Source records
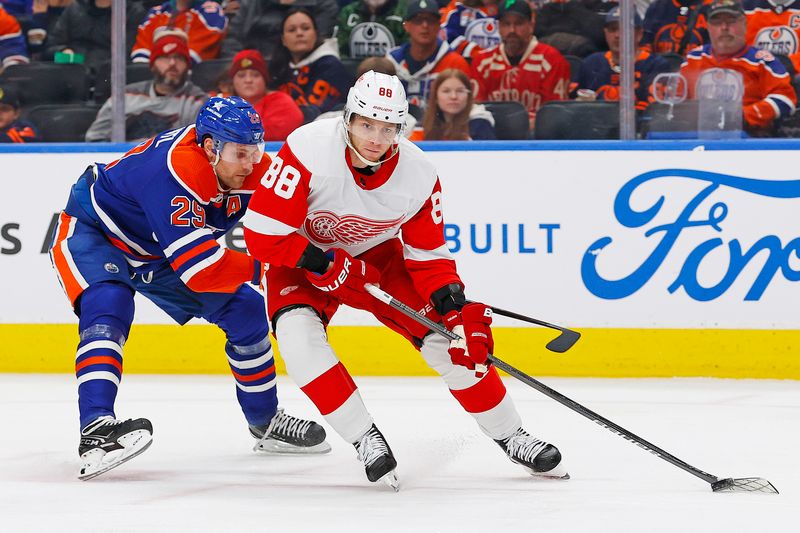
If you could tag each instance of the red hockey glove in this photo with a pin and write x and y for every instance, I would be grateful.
(345, 276)
(476, 343)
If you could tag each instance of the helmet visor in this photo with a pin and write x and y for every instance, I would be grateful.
(242, 153)
(374, 131)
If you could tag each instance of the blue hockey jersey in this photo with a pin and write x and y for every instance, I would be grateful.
(161, 202)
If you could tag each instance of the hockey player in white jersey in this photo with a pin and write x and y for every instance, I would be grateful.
(349, 201)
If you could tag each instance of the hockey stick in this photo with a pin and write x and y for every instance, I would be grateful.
(748, 484)
(560, 344)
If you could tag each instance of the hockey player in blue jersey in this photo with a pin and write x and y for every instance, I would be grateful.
(149, 223)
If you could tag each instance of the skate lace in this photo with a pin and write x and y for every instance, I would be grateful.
(288, 425)
(524, 446)
(371, 447)
(98, 423)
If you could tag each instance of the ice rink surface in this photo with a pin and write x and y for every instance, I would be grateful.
(200, 473)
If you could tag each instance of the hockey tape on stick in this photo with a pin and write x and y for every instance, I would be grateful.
(560, 344)
(750, 484)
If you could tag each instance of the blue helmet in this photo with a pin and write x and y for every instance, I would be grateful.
(229, 119)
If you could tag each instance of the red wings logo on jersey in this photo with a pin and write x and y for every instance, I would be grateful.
(328, 228)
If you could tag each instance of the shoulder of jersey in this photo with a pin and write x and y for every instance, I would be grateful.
(414, 160)
(756, 54)
(318, 145)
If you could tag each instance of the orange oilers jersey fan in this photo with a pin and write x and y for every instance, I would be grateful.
(774, 27)
(768, 93)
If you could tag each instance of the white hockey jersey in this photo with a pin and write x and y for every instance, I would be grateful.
(311, 193)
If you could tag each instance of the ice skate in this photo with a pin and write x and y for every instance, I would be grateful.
(379, 462)
(537, 457)
(286, 434)
(107, 442)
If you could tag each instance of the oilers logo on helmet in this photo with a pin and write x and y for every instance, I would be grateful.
(229, 119)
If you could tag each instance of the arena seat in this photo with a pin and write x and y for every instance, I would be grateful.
(510, 120)
(48, 83)
(572, 120)
(206, 74)
(674, 60)
(63, 122)
(351, 66)
(575, 63)
(134, 72)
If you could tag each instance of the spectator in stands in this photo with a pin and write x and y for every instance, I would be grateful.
(167, 101)
(13, 50)
(420, 60)
(768, 94)
(258, 23)
(85, 28)
(43, 20)
(378, 64)
(204, 22)
(570, 27)
(307, 68)
(600, 72)
(12, 129)
(521, 69)
(279, 113)
(370, 27)
(675, 26)
(469, 26)
(451, 114)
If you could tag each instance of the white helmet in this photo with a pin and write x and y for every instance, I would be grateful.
(378, 96)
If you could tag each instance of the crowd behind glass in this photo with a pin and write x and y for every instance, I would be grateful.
(472, 69)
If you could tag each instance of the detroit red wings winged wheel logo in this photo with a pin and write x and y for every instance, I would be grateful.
(328, 228)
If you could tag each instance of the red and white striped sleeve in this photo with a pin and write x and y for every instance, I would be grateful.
(427, 257)
(277, 210)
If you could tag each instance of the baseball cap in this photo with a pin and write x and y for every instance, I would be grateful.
(734, 7)
(9, 96)
(251, 59)
(421, 6)
(170, 42)
(520, 7)
(614, 16)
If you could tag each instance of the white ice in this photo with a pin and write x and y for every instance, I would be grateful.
(200, 473)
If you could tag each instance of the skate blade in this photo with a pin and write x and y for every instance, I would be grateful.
(110, 466)
(390, 478)
(557, 473)
(276, 447)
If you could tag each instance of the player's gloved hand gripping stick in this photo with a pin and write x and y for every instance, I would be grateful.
(473, 342)
(748, 484)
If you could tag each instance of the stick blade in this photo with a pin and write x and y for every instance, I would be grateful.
(563, 342)
(744, 484)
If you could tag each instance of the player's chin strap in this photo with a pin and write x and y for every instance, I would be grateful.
(395, 150)
(217, 150)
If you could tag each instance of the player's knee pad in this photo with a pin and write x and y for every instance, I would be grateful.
(108, 303)
(304, 344)
(243, 317)
(434, 351)
(253, 368)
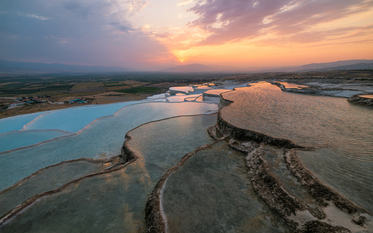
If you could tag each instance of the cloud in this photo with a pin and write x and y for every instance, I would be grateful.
(92, 32)
(185, 3)
(233, 20)
(37, 17)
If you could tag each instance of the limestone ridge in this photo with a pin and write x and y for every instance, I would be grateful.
(360, 100)
(156, 221)
(318, 190)
(270, 189)
(117, 165)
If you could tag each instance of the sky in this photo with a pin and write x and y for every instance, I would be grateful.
(156, 34)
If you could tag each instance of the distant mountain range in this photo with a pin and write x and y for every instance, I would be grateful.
(33, 67)
(338, 65)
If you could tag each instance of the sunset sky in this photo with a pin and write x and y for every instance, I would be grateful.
(152, 34)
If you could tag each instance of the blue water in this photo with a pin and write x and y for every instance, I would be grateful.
(17, 122)
(17, 139)
(75, 119)
(101, 139)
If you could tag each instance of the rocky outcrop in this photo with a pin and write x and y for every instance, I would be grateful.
(250, 135)
(317, 226)
(361, 100)
(269, 188)
(126, 153)
(316, 188)
(156, 222)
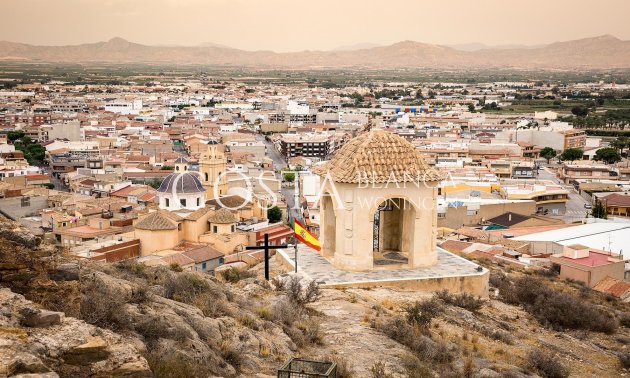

Stated task
Present the text of every record above as a numbered list, omitting any blank lines, and leave the pictures out of the answer.

Full response
1. If you could tag each instance of the red hockey glove in this photo with a pin and write x and y for every instance, I would be grateful.
2. (345, 276)
3. (476, 343)
4. If you could tag each instance of the helmet visor in this photo with a pin and write x and y for every instance, I would be grateful.
5. (242, 153)
6. (374, 131)
7. If you could tag each instance of the blue hockey jersey in this photo with a pin and write x and y for every instance, I would be grateful.
8. (161, 202)
9. If you could tag each instance of the hockey player in white jersey in this photo with a pin and write x and y for every instance, I would be grateful.
10. (349, 201)
11. If you could tag each instance of the hockey stick in this photo with a pin and write x and y for every instance, I would be grateful.
12. (748, 484)
13. (560, 344)
14. If you could tag each instance of the hockey player in blue jersey in this photo with a pin and write x and y for every instance, I would be grateful.
15. (149, 223)
16. If you could tag each instance of the skate lace in this photo with a pin and write x and y for every instance, I would be grateful.
17. (288, 425)
18. (524, 446)
19. (371, 447)
20. (98, 423)
21. If you could tag each instance of the ice rink surface in this photo with a pin and write x and y for every instance, I would be grateful.
22. (200, 473)
23. If you could tag each instance of the hockey tape on stick in this photo with a pin and write x and y for every instance, I would be grateful.
24. (560, 344)
25. (750, 484)
26. If you could tag each instance of the blue helmet in this photo with a pin and write x and y for every instance, I would be grateful.
27. (229, 119)
28. If you could tag each instance of the red wings logo on jersey in this photo with a pin and write x and y for every instance, I would be grateful.
29. (328, 228)
30. If you could tag each instance of the shoulder of jersey in this photo with a pin and write x and y for every instance, I would be grateful.
31. (414, 160)
32. (756, 54)
33. (318, 145)
34. If you could tag each instance of the orange oilers jersey fan in this photo with a pin and write x and y for every instance, I would be grateful.
35. (774, 27)
36. (768, 93)
37. If you could tag each instance of the white hockey jersey in this photo with a pin and write x and y for every instance, I would be grateful.
38. (311, 193)
39. If you could tag each instance of the ice skate in this photo with a pin and write x and y for every instance, I would be grateful.
40. (379, 462)
41. (537, 457)
42. (286, 434)
43. (107, 442)
44. If you could tag each instance of the oilers logo on helmet in this photo with a pin and write x and y for every instance, I would be grateful.
45. (229, 119)
46. If you could tag each instance of the arena seat in this photo with a pin and write x and y for every instance, I would be grateful.
47. (510, 120)
48. (48, 83)
49. (572, 120)
50. (206, 74)
51. (674, 60)
52. (63, 122)
53. (351, 66)
54. (575, 63)
55. (134, 72)
56. If you could tag each instance of the spectator in stands in this photo with a pin and write x and y for every instance, I would be grateful.
57. (167, 101)
58. (13, 50)
59. (420, 60)
60. (768, 94)
61. (258, 23)
62. (85, 28)
63. (43, 20)
64. (378, 64)
65. (204, 22)
66. (570, 27)
67. (307, 68)
68. (600, 72)
69. (12, 129)
70. (521, 69)
71. (279, 113)
72. (370, 27)
73. (675, 26)
74. (469, 26)
75. (451, 114)
76. If you could tag each instance of the white helmet in this photo with a pin and write x and y for every instance, I would be grateful.
77. (378, 96)
78. If you could tag each instance of the crowd behind glass in this photo with a pin and write x and y for every instance, I would be grateful.
79. (472, 69)
80. If you could tag each instance of the detroit red wings winged wheel logo in this photo with a pin and write x and y for every instance, I would be grateful.
81. (328, 228)
82. If you could tag each instance of the red and white striped sleeve in this photo with a pin and write x and y for every instance, I would be grateful.
83. (427, 257)
84. (277, 210)
85. If you could tag each instance of the baseball cap in this photo with a pin and write x and y for every instance, I would be grateful.
86. (734, 7)
87. (9, 96)
88. (251, 59)
89. (421, 6)
90. (170, 42)
91. (520, 7)
92. (614, 16)
93. If you could tag each instance of the white ice in this photo with a pin and write x and y for every instance, I would be grateful.
94. (200, 473)
95. If you could tag each instance of the skate blade in this photo with a pin and write x and y for every instance, I would be grateful.
96. (110, 466)
97. (390, 478)
98. (557, 473)
99. (276, 447)
100. If you could tag each instance of the player's gloved hand gripping stick in this photo with a pin and write x and y for every instance, I would be grateful.
101. (473, 342)
102. (748, 484)
103. If you could tag each instance of the stick blade in this photo with a pin and write x and y for every instance, I would be grateful.
104. (563, 342)
105. (744, 484)
106. If you could tag each instance of the player's chin strap in this photo with a pin and write x and y for every instance, I would be grateful.
107. (395, 150)
108. (217, 150)
109. If you could tag each instance of the player's knee pad in this photo with a pin and write x and y for every instance, I would be grateful.
110. (108, 303)
111. (304, 344)
112. (243, 317)
113. (434, 351)
114. (253, 368)
115. If you could tag each instance of the cloud in this photo with a pin and write x and y for every instance, I would be grateful.
116. (92, 32)
117. (185, 3)
118. (233, 20)
119. (37, 17)
120. If you could tag each instance of the limestone ridge in this photo with a pin and write x and y for every instance, I would be grateful.
121. (360, 100)
122. (156, 221)
123. (318, 190)
124. (270, 189)
125. (117, 165)
126. If you could tag each instance of the sky in this photo with a pin and write x and y for every instance, I would be grateful.
127. (156, 34)
128. If you could tag each instance of the distant mountain range in this photo with a pin and write x and y for every instance, I would be grateful.
129. (33, 67)
130. (338, 65)
131. If you could tag each instance of the sunset sky in this photo with a pin and write x and y for every instance, I would be grateful.
132. (152, 34)
133. If you could tag each instance of the blue water in this photo with a pin and write x and y for every instance, I would be grateful.
134. (17, 122)
135. (17, 139)
136. (75, 119)
137. (101, 139)
138. If you could tag each instance of the rocky outcrop in this photo with a pin and write x and y for every instance, I would be grateful.
139. (250, 135)
140. (317, 226)
141. (361, 100)
142. (269, 188)
143. (126, 153)
144. (316, 188)
145. (156, 222)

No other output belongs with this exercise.